Coronavirus is no joke for our bodies, but neither is loneliness. In a future article, I will discuss some solutions to loneliness when it comes to coronavirus and depression (please subscribe if you would like updates). In the meantime, there are some simple things one can do to feel less lonely (click here).

Remember, you are not alone in your loneliness. There is hope and a light at the end of the tunnel…

Xx Becky

Covid-19 and Wired for Connection: 3 Simple Actions to Help With Depression, Anxiety and Loneliness

All five of us in my family have been inside of the house for over four weeks now. One of us had a virus resulting in severe pneumonia for three weeks during that time (whether or not it was the c-virus is a mystery).

As an introvert, I’ve always dreamed of the day when I could stay inside for weeks and not see a soul. That is not all that it is chocked up to be, my fellow introvert friends. The fact is that we are officially missing other humans. What about you? How is this crisis affecting you?

God wired each of us for connection. Human connection is a basic human need. Studies show that individuals who are part of a culture with a strong community live the longest. While it is necessary that we stay away from each other during this quarantine to save lives, I’m afraid that there will be another crisis on the horizon now: the crisis of anxiety and depression resulting from the loneliness of isolation.

For about a decade, I studied cults and unsafe religious groups, their isolation tactics and their effects on the human psyche. I have had the opportunity to speak with dozens of parents who have “lost” their children to cults. Being in isolation from our loved ones during a quarantine is hard enough. Imagine being cut off from your family and friends for good (a permanent cut off). It is a permanent mental and physical isolation.

For parents and others who have lost their children and loved ones to destructive cults, the Covid-19 isolation experience is a walk in the park. This is the world they have been living in due to the cruel, mandated shunning of the cults.

Isolation is a challenge and at times, it is painful…whether it’s from a malicious intent or not. Different forms of isolation (such as mandated shunning) happen a lot with unsafe religious groups and coercive-control groups.

Retired Licensed Psychologist Bonnie Zieman notes,

“Disconnection from family and friends is one of the worst things that can happen to a human…Of course, much of the research [from social scientists and psychologists] has been about how to cope after the literal loss or death of loved ones, not the loss of loved ones still alive, still living near you – who are mandated by an organization to cut you out of their life.” (Emphasis added)

##############################

Write out the piece on loneliness during quarantine word for word, starting with "Covid-19 and Wired" and going on through "is a mystery).".

##############################

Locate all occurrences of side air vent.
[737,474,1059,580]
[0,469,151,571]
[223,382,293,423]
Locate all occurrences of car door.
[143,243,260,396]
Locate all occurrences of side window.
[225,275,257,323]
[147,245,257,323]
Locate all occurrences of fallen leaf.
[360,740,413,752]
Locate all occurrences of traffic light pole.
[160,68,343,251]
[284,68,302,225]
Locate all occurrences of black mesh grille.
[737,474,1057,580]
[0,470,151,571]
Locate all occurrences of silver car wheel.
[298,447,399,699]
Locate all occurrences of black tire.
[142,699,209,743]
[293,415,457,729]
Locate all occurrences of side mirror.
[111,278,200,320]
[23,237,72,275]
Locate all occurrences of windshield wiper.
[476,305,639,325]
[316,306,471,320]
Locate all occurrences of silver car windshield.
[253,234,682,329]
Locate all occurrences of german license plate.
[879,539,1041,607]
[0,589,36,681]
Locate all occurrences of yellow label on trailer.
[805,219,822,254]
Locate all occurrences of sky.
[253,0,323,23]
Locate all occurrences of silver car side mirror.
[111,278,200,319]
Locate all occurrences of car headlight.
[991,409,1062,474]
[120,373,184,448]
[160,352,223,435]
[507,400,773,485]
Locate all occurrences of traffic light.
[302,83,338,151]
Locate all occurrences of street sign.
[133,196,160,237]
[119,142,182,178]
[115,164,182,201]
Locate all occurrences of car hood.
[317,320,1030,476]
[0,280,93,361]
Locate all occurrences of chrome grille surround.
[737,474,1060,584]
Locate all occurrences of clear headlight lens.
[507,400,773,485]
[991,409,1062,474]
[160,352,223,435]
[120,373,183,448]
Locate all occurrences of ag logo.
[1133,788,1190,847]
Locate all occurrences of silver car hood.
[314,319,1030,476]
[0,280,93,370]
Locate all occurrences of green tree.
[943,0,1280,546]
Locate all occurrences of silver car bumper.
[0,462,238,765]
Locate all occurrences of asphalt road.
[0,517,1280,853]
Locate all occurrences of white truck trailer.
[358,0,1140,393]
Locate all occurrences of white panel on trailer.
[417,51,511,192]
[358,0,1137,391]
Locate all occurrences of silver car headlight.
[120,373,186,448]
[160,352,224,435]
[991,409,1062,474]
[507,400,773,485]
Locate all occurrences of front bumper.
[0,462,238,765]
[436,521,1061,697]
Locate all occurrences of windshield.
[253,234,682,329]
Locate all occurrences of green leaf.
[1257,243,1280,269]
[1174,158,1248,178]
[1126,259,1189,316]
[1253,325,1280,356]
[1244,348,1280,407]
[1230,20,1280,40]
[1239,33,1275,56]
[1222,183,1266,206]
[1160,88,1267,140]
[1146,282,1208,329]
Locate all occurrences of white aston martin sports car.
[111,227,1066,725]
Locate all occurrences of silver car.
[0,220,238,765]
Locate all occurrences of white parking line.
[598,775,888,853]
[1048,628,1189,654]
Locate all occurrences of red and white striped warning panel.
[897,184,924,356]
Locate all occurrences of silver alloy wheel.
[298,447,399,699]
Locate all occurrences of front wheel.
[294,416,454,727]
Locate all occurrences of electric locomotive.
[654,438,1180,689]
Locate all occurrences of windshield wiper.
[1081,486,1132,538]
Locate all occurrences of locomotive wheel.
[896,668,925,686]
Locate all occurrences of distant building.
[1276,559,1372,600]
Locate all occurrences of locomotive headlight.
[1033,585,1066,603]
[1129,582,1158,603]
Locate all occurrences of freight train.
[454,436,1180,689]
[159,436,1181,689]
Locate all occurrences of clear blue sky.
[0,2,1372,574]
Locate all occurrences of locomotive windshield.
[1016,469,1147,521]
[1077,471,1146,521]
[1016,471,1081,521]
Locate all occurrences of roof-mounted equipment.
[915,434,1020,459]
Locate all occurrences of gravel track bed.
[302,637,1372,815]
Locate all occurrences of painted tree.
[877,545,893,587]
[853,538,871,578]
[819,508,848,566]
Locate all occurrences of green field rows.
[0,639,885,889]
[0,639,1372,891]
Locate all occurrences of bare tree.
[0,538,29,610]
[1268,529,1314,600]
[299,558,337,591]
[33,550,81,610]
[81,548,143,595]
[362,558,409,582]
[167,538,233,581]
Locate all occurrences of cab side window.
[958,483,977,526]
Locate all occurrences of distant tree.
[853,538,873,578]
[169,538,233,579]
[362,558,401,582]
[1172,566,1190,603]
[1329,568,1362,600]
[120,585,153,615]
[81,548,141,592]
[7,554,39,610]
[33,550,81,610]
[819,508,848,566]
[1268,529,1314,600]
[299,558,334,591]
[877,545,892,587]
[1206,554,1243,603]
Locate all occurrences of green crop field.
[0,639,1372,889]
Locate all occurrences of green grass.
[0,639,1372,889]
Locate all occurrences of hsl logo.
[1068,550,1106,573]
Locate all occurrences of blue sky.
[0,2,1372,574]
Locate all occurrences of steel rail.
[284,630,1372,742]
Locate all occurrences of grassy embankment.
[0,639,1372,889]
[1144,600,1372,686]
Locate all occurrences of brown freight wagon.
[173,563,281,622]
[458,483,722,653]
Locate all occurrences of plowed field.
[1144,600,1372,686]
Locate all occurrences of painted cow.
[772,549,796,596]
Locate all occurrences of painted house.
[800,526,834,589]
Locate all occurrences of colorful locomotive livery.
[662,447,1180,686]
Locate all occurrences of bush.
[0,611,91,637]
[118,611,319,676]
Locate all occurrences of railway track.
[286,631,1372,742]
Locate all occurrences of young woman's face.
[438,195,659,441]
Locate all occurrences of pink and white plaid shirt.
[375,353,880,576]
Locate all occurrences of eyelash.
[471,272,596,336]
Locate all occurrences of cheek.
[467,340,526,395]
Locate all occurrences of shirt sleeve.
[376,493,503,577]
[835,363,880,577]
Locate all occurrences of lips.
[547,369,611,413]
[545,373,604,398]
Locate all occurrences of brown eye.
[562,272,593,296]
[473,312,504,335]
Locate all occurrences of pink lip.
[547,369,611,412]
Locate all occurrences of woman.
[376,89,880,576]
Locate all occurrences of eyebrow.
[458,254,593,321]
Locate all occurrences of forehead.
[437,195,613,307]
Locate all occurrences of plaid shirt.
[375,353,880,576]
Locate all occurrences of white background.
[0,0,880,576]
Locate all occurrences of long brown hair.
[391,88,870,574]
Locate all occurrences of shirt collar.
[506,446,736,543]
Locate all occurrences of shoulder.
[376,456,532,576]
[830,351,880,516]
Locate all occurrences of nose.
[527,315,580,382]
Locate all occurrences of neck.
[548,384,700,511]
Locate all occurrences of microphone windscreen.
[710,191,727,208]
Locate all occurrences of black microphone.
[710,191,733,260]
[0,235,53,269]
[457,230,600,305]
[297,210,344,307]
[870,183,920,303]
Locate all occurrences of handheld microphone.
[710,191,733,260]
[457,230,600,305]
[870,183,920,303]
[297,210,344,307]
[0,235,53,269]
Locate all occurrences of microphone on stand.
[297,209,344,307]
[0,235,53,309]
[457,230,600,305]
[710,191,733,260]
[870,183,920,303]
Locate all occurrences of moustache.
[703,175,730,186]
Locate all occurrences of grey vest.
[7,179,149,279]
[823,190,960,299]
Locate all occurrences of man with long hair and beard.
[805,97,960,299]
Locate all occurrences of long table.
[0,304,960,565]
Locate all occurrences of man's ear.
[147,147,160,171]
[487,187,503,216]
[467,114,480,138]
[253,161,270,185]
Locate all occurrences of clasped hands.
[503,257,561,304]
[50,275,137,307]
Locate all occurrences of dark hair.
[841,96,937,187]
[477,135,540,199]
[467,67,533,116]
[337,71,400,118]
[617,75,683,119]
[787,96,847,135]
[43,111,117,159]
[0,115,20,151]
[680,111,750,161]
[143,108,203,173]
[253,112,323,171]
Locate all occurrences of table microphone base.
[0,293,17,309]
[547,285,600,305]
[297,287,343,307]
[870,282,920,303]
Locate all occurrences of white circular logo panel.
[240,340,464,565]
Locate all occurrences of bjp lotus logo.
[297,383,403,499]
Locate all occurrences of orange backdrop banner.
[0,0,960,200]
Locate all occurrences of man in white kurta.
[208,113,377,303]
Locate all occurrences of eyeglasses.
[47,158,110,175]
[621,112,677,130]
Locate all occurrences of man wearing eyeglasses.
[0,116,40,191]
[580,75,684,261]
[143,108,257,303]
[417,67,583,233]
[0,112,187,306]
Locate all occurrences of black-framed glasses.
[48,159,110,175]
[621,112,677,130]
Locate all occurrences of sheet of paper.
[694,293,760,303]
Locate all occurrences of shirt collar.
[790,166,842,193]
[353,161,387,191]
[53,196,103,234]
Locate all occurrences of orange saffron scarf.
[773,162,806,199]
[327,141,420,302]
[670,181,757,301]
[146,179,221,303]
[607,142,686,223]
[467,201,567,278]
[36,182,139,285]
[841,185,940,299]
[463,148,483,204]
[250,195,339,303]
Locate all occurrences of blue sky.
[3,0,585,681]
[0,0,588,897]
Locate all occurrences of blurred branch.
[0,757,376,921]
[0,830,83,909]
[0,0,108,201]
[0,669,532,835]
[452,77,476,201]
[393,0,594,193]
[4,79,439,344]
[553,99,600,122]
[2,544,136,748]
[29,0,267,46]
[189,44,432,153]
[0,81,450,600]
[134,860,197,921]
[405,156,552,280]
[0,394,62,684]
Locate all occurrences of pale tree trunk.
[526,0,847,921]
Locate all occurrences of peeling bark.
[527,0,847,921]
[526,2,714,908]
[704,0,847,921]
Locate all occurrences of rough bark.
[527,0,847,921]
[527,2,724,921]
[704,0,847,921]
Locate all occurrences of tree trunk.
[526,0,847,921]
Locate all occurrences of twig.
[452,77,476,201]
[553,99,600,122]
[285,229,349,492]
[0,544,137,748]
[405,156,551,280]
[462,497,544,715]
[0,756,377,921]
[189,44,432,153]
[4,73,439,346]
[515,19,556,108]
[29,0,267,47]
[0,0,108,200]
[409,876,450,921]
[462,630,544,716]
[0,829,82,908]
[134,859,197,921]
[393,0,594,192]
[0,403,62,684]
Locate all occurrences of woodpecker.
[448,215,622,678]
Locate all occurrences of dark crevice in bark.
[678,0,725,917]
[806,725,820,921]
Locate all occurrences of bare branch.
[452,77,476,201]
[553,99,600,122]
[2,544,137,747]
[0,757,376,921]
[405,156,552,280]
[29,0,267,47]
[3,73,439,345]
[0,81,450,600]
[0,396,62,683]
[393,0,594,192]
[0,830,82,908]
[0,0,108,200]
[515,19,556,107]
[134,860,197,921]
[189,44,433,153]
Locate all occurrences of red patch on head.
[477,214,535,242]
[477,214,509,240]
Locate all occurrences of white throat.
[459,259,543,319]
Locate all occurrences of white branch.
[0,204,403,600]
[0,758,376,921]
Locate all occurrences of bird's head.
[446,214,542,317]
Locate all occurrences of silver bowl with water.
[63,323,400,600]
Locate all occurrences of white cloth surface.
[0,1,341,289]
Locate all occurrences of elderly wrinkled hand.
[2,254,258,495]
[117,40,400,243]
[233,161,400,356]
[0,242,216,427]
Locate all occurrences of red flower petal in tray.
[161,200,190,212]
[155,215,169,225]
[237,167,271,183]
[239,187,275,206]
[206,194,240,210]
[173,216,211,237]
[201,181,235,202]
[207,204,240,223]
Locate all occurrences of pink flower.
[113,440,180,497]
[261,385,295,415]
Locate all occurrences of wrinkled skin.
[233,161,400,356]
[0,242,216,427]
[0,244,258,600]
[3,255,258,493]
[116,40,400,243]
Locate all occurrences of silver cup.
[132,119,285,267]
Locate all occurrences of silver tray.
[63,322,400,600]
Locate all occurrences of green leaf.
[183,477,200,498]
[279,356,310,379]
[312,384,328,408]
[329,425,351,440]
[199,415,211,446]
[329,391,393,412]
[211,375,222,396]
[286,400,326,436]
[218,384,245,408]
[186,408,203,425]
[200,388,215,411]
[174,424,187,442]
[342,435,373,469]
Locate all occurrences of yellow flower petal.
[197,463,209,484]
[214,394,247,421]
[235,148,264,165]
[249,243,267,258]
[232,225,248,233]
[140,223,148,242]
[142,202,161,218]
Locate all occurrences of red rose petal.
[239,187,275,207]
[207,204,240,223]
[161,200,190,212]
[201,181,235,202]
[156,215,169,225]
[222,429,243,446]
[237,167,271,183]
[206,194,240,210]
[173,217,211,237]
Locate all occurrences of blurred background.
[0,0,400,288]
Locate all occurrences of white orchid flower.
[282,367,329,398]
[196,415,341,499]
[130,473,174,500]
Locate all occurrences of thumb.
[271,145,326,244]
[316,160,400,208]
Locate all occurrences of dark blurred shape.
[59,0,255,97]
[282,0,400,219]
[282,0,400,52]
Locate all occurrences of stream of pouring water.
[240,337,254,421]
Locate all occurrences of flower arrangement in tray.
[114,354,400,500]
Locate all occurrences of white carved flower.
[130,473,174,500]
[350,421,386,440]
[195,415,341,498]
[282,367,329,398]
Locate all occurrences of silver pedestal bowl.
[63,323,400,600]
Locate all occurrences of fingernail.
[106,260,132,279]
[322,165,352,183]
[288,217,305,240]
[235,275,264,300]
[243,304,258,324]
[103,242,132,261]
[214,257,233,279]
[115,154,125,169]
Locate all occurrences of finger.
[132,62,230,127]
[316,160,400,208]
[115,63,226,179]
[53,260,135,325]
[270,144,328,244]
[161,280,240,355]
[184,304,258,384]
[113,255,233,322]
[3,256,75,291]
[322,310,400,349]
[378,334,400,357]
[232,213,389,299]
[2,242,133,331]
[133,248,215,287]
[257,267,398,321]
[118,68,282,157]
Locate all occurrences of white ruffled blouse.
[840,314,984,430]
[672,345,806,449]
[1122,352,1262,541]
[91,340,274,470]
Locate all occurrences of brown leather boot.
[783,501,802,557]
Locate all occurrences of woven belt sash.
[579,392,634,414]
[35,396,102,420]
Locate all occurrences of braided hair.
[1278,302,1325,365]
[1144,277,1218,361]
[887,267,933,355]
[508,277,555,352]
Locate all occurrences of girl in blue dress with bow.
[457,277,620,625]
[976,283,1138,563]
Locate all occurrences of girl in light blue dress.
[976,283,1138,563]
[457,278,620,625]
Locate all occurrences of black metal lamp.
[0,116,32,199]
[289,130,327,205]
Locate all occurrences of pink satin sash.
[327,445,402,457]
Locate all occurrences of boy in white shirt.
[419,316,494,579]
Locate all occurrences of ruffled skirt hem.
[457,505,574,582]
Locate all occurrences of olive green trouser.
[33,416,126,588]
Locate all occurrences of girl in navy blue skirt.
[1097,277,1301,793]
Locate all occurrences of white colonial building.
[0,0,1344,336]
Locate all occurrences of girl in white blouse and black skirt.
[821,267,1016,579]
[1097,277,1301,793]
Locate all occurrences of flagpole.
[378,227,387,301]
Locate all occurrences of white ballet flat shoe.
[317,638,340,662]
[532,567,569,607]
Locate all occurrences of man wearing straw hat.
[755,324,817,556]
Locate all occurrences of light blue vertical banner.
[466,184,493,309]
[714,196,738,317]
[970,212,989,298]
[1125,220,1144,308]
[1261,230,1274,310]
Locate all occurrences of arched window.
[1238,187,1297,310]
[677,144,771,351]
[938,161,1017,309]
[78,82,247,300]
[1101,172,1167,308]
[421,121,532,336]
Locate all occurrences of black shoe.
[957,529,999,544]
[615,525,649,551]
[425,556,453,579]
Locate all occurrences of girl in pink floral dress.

##############################

Your solution.
Covid-19 and Wired for Connection: 3 Simple Actions to Help With Depression, Anxiety and Loneliness

All five of us in my family have been inside of the house for over four weeks now. One of us had a virus resulting in severe pneumonia for three weeks during that time (whether or not it was the c-virus is a mystery).